• _DIRECTIONS_: Exclude all pictures, then copy each of the records exactly as written.
═════ ENTRIES PROVIDED
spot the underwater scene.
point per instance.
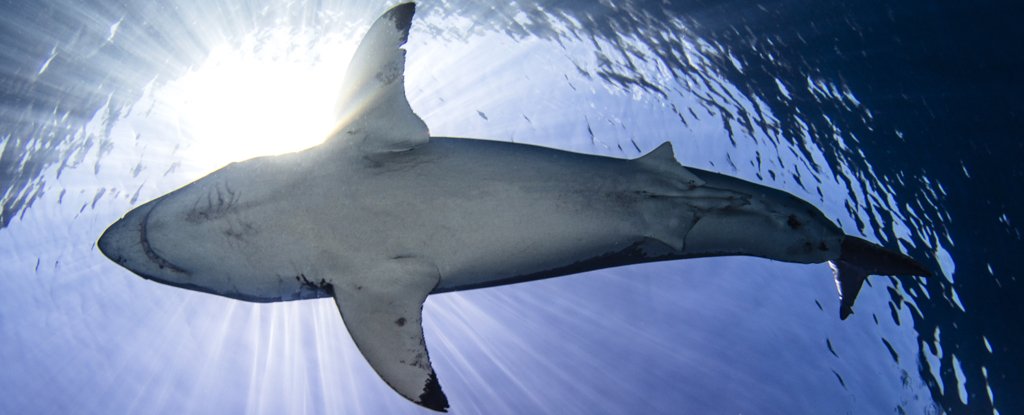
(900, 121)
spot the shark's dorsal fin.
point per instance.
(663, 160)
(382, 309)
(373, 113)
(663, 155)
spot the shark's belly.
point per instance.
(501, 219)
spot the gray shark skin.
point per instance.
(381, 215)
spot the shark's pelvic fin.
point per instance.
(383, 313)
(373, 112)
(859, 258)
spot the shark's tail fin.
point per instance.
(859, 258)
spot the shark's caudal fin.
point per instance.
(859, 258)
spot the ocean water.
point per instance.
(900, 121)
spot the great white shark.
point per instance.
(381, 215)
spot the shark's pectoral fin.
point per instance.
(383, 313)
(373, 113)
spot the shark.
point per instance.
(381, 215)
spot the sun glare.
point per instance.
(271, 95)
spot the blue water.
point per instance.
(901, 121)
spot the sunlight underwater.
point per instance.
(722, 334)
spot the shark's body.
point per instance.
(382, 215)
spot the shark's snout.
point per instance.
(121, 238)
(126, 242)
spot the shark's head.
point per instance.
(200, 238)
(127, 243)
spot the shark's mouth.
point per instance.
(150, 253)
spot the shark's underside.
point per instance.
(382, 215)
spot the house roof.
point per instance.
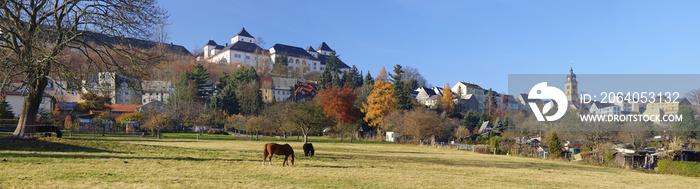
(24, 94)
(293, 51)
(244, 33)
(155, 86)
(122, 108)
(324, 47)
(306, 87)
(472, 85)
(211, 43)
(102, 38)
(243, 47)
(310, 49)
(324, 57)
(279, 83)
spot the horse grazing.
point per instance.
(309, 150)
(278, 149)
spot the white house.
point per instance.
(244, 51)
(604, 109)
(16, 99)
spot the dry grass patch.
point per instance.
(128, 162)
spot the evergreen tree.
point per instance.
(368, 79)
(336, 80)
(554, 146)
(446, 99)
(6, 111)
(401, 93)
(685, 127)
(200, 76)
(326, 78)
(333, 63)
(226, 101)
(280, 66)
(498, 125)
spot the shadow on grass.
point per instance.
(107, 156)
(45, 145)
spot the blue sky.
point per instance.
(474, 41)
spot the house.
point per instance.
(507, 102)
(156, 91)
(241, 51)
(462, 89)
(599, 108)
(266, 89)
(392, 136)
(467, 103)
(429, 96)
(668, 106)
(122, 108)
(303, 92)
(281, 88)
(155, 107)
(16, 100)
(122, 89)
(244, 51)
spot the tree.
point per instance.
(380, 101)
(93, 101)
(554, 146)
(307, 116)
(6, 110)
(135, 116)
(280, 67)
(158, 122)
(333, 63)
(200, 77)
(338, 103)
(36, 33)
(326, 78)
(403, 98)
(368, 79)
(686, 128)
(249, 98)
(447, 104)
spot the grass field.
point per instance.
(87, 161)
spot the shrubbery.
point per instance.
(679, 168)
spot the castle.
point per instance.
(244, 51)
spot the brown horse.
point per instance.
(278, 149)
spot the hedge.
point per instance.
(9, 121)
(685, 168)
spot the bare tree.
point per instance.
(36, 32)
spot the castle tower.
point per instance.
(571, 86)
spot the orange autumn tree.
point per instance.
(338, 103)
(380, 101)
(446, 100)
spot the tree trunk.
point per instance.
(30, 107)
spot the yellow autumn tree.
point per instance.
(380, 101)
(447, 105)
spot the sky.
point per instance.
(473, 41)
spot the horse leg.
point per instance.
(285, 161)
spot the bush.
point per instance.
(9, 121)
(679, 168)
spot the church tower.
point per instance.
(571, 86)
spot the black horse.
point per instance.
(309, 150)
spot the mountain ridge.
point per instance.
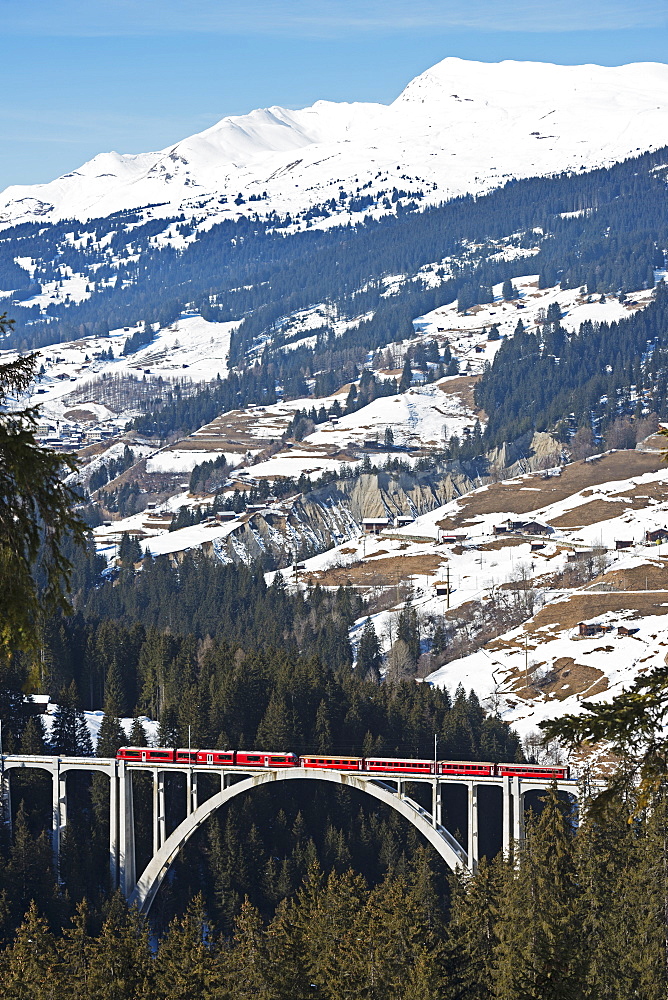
══════════
• _RESULT FOR THIS TASK_:
spot the underwater scene.
point per instance.
(900, 121)
spot the shark's dorsal fin.
point per instance.
(663, 160)
(382, 309)
(373, 113)
(663, 155)
spot the shark's belly.
point per instance.
(501, 219)
spot the gray shark skin.
point per instance.
(381, 215)
spot the shark's pelvic fin.
point per instance.
(383, 313)
(373, 112)
(859, 258)
spot the shark's tail fin.
point per instance.
(859, 258)
spot the shark's caudal fin.
point per instance.
(859, 258)
spot the ocean water.
point per instance.
(900, 121)
spot the great white shark.
point per instance.
(381, 215)
spot the shark's pectoral fin.
point per instance.
(383, 313)
(373, 113)
spot the shark.
point per instance.
(381, 215)
spot the sun glare.
point per instance.
(271, 95)
spot the blue water.
point per instance.
(901, 121)
spot the sunlight underwater.
point per instance.
(722, 334)
spot the shark's body.
point per instance.
(382, 215)
spot the shark's snout.
point per instance.
(121, 238)
(126, 242)
spot the shark's head.
point per instance.
(200, 238)
(127, 243)
spot the shark's mouth.
point per instance.
(150, 253)
spot the shark's underside.
point per instance.
(382, 215)
spot the house roof.
point per instance.
(24, 94)
(293, 51)
(244, 33)
(155, 86)
(122, 108)
(324, 47)
(306, 87)
(472, 85)
(211, 43)
(102, 38)
(243, 47)
(310, 49)
(324, 57)
(279, 83)
spot the horse grazing.
point per instance.
(309, 150)
(278, 149)
spot the white house.
point per instance.
(244, 51)
(604, 109)
(16, 99)
spot the dry grass patch.
point per instance.
(128, 162)
spot the evergreen tree.
point per instance.
(368, 79)
(336, 80)
(554, 146)
(446, 99)
(6, 111)
(401, 93)
(685, 127)
(200, 76)
(326, 78)
(333, 63)
(226, 101)
(280, 66)
(498, 125)
spot the shadow on grass.
point per instance.
(107, 156)
(45, 145)
spot the blue sky.
point per instance.
(474, 41)
spot the house.
point per instance.
(507, 102)
(156, 91)
(241, 51)
(462, 89)
(599, 108)
(266, 89)
(392, 136)
(467, 103)
(429, 96)
(668, 106)
(122, 108)
(303, 92)
(281, 88)
(155, 107)
(16, 100)
(122, 89)
(244, 51)
spot the tree.
point per instance.
(380, 101)
(93, 101)
(554, 146)
(307, 116)
(6, 110)
(135, 116)
(280, 67)
(158, 122)
(333, 63)
(200, 77)
(338, 103)
(36, 33)
(326, 78)
(403, 98)
(368, 79)
(686, 128)
(249, 98)
(447, 104)
spot the grass field.
point per instance.
(87, 161)
spot the shrubbery.
point per instance.
(679, 168)
spot the castle.
point per instance.
(244, 51)
spot the brown horse.
point per instance.
(278, 149)
spot the hedge.
point per instance.
(9, 121)
(685, 168)
spot the bare tree.
point per instance.
(36, 32)
spot the castle tower.
point per instance.
(571, 86)
spot the orange autumn tree.
point per instance.
(338, 103)
(380, 101)
(446, 100)
spot the tree trunk.
point per instance.
(30, 107)
spot the yellow autumn tree.
point per instance.
(380, 101)
(447, 105)
spot the sky.
point per instance.
(473, 41)
spot the horse leg.
point per instance.
(285, 161)
spot the bush.
point per instance.
(9, 121)
(679, 168)
spot the church tower.
point per instance.
(571, 86)
spot the black horse.
point per instance.
(309, 150)
spot the mountain ridge.
point per instance.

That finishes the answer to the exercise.